**STATED GOAL:** Copy only this range: the line with "Task: tag every instance of the man's hand" through the final line of the material, inclusive at both ends.

Data records:
──────────
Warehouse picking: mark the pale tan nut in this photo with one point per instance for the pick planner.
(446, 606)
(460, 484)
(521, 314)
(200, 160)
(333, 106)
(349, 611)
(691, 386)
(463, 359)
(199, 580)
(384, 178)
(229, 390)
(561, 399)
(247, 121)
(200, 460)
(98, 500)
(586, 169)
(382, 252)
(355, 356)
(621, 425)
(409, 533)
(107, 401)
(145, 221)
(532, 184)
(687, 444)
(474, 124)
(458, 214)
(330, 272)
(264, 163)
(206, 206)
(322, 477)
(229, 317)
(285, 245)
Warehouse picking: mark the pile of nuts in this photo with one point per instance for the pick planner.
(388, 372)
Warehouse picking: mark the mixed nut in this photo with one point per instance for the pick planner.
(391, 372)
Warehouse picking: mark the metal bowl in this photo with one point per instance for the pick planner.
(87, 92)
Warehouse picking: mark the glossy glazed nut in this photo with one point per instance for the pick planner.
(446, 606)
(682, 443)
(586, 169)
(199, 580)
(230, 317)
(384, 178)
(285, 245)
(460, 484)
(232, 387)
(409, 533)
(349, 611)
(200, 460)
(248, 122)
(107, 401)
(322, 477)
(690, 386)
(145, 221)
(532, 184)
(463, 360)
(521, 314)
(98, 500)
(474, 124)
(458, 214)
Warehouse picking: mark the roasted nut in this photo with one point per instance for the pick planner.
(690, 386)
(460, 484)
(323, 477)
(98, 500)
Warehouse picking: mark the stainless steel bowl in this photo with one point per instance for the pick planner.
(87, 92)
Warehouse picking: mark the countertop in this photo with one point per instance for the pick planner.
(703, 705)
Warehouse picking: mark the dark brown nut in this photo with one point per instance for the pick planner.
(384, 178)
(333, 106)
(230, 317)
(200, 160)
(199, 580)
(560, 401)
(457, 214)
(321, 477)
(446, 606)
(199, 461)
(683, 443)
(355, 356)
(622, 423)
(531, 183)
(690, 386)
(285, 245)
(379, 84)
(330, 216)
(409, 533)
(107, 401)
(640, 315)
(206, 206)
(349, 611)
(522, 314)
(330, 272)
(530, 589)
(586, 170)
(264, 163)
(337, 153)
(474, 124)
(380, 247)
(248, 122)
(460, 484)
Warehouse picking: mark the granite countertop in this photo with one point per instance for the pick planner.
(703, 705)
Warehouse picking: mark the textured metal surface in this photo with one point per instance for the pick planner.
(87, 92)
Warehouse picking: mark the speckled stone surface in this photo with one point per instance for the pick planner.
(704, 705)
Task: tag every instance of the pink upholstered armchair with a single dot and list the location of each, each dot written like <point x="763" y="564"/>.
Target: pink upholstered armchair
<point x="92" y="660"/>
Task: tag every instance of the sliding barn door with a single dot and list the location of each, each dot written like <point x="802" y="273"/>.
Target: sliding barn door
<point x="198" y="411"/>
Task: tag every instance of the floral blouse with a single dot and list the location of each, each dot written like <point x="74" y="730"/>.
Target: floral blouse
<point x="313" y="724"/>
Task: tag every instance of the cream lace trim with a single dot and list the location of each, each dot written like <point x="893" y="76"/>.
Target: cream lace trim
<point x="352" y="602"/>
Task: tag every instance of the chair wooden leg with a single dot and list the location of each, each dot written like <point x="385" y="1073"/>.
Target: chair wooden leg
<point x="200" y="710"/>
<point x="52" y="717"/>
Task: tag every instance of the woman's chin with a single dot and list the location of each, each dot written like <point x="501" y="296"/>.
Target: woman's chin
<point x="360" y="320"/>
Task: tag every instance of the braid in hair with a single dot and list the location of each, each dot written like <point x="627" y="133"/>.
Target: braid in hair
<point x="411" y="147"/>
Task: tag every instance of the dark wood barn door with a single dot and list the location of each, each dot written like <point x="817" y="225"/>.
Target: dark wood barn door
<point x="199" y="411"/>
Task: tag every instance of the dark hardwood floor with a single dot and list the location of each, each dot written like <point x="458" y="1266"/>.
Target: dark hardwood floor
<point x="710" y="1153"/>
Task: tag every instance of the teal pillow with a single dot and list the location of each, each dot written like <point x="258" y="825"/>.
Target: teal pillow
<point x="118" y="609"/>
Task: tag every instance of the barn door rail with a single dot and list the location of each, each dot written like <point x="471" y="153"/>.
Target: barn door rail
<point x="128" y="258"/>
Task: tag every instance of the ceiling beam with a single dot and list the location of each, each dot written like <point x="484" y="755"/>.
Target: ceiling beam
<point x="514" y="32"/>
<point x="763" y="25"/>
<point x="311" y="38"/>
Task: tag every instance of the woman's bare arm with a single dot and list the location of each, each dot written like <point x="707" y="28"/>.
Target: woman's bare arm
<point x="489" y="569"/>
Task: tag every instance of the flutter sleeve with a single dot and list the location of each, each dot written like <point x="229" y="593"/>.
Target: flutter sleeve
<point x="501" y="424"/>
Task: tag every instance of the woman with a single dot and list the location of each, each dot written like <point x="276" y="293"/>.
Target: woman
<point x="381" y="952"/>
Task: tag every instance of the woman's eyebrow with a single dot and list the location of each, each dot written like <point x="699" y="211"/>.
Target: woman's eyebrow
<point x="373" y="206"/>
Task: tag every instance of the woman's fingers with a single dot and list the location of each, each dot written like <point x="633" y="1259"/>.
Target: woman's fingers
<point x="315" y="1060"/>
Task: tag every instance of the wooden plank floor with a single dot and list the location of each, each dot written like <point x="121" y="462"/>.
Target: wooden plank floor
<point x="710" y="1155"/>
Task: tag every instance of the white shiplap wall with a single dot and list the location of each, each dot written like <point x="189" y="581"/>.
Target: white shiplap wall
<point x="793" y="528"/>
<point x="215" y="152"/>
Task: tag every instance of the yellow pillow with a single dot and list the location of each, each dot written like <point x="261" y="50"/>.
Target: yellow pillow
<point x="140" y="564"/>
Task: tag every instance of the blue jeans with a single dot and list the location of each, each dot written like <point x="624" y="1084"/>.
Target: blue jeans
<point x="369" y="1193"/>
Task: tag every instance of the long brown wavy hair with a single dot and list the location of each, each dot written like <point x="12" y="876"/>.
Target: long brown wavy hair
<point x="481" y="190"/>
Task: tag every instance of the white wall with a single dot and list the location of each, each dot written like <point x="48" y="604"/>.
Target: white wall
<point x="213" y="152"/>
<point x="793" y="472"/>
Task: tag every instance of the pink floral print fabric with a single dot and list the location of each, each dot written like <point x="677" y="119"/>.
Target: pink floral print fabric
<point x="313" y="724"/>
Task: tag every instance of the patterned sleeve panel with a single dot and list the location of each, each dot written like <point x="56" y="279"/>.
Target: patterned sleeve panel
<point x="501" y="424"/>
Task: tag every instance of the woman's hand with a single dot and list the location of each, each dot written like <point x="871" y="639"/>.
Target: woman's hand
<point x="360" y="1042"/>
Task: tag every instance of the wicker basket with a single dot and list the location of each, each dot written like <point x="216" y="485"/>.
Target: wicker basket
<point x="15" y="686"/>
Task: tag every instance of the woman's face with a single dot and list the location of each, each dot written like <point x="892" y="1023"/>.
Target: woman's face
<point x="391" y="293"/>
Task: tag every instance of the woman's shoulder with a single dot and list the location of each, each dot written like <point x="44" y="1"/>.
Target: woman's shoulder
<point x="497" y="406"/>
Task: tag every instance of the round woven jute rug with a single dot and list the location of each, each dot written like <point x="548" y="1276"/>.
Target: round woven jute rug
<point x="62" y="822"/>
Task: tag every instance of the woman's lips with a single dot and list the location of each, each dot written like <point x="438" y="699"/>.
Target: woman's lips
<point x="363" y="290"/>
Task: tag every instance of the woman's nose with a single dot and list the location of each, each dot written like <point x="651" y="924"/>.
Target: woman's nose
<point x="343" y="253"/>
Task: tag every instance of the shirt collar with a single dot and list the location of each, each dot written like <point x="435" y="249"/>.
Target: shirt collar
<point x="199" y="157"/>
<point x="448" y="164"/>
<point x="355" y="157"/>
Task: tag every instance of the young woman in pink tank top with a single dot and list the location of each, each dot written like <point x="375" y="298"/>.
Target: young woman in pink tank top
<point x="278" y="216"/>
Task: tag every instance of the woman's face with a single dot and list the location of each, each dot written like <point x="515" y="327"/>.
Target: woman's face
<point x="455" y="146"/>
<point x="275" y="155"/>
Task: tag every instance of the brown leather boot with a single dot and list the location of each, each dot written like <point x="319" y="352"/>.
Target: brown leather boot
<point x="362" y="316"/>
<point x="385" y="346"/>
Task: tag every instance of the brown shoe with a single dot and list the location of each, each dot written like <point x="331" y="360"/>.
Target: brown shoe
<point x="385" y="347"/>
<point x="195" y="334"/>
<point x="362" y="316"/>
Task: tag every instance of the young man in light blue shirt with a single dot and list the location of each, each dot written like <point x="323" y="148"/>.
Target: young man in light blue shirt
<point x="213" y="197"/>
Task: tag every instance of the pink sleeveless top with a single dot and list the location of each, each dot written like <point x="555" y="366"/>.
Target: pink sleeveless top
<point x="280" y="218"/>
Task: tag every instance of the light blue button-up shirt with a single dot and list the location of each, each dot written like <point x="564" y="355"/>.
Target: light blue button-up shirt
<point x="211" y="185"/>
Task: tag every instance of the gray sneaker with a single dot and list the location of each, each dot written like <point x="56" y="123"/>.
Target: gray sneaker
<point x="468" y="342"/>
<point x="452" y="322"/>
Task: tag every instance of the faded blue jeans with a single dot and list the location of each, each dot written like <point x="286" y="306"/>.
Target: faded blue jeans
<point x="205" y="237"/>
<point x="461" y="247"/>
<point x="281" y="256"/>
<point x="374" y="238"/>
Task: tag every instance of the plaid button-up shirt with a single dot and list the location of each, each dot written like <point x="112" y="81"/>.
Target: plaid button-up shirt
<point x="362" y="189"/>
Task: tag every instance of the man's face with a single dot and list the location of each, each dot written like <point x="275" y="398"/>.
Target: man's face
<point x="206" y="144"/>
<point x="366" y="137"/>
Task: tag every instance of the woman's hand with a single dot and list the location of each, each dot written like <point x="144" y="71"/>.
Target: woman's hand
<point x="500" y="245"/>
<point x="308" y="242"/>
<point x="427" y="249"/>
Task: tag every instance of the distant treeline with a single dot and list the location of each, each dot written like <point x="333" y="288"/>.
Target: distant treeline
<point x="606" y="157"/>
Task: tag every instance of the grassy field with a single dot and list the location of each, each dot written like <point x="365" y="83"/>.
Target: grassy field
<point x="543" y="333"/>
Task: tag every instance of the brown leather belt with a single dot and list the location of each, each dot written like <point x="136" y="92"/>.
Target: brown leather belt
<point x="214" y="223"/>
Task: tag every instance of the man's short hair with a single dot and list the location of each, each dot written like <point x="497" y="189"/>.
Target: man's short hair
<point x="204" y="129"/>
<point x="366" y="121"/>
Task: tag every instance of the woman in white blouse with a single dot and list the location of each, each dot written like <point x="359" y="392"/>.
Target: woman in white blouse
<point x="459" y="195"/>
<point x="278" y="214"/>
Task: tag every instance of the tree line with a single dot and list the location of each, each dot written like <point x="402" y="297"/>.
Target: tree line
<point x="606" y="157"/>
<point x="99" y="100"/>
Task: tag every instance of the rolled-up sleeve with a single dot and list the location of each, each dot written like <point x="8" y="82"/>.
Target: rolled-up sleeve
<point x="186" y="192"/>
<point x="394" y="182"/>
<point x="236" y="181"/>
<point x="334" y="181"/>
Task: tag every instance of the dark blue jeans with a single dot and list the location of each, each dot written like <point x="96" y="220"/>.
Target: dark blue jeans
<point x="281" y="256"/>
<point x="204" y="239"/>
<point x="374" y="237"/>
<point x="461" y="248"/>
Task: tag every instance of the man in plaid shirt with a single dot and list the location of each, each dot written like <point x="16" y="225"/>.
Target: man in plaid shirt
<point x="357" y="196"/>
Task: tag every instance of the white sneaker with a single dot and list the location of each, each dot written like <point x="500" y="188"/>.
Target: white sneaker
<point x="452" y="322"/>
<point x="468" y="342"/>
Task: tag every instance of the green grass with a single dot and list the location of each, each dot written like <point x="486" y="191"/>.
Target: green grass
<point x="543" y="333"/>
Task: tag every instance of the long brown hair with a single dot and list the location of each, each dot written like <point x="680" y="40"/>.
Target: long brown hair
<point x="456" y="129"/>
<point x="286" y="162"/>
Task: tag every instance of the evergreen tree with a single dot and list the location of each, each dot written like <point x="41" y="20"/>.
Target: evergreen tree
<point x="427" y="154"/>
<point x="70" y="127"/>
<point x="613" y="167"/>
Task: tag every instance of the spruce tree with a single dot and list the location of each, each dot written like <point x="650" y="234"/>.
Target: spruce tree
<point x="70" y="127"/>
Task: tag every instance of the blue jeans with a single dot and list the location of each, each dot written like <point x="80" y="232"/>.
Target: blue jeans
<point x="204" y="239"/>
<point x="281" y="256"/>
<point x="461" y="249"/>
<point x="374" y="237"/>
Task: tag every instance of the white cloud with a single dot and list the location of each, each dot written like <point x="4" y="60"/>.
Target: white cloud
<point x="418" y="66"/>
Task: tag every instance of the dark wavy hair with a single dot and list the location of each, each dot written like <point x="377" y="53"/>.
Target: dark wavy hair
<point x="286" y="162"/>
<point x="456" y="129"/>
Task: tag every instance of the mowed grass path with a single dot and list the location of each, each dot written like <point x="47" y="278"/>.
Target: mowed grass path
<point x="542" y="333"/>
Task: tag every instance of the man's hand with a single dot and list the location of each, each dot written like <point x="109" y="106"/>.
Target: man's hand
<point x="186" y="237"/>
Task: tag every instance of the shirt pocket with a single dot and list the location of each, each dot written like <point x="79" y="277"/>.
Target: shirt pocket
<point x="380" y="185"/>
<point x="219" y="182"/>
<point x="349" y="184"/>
──────────
**RESPONSE FOR THIS EXERCISE:**
Task: tag every instance of the man's hand with a single dot and list the location of each, each dot written like <point x="109" y="106"/>.
Target: man's hand
<point x="186" y="237"/>
Task: tag every instance of the shirt pocket with a single dot and list the location of each, each dot written like <point x="79" y="277"/>.
Target: shirt pocket
<point x="380" y="185"/>
<point x="219" y="182"/>
<point x="349" y="184"/>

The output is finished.